(Rows of labeled points)
══════════
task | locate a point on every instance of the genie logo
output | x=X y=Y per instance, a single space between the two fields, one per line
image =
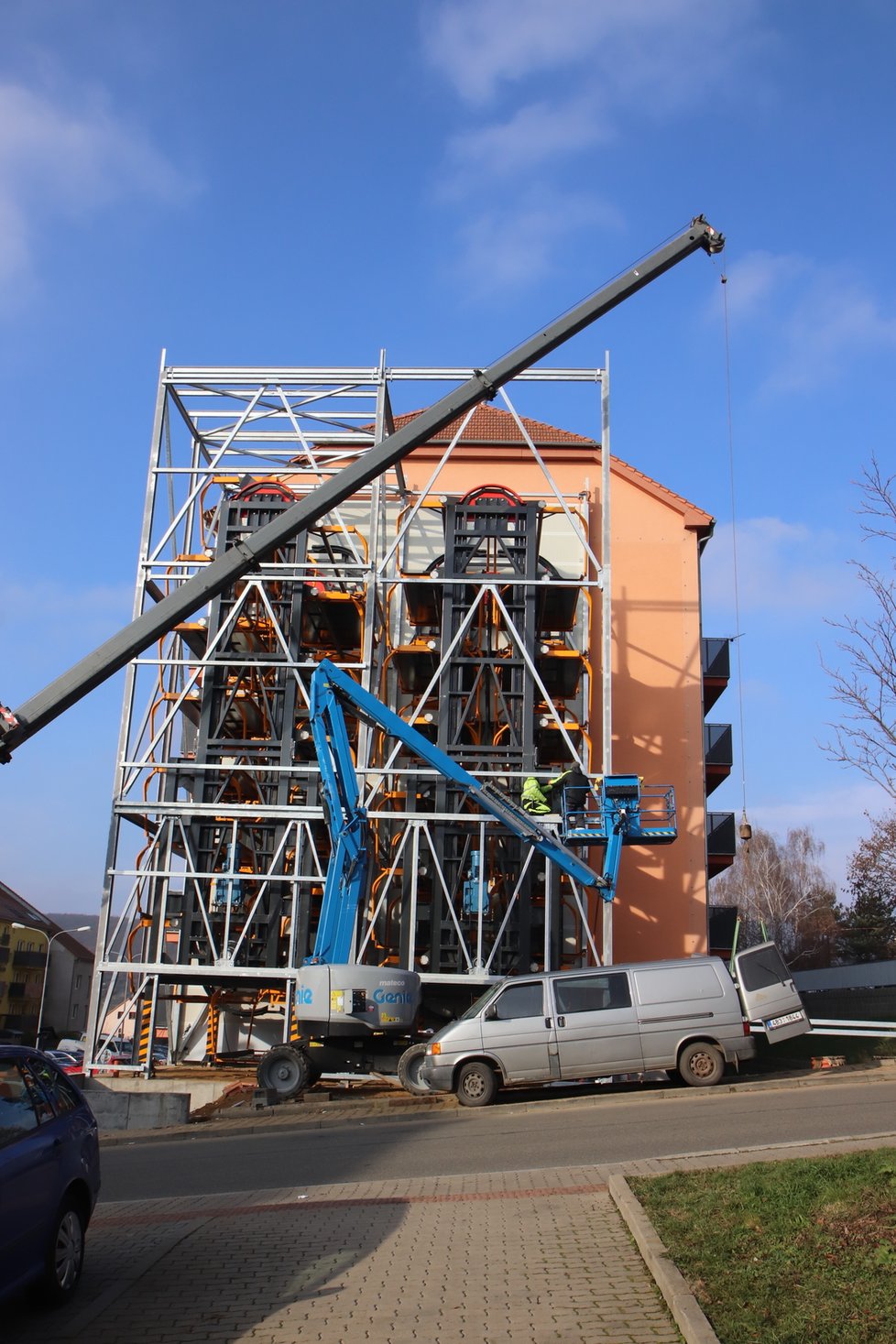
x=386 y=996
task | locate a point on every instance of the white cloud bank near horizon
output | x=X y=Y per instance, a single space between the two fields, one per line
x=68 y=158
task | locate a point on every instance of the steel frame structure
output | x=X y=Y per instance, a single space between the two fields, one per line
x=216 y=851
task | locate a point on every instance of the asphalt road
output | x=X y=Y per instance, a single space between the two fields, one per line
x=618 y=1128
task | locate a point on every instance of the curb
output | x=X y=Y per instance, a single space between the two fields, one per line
══════════
Give the lines from the one with "task | locate a point on every instance of the steel" up to and including the one with "x=618 y=1128" as a JSON list of strings, with one string for each line and any blank lines left out.

**The reply**.
[
  "task | locate a point on every instance of the steel frame structure",
  "output | x=X y=Y per instance, a single space between the two fields, one per line",
  "x=216 y=851",
  "task | locate a point on every instance of the asphalt road",
  "output | x=X y=Y per instance, a single space between the two fields, one per line",
  "x=618 y=1128"
]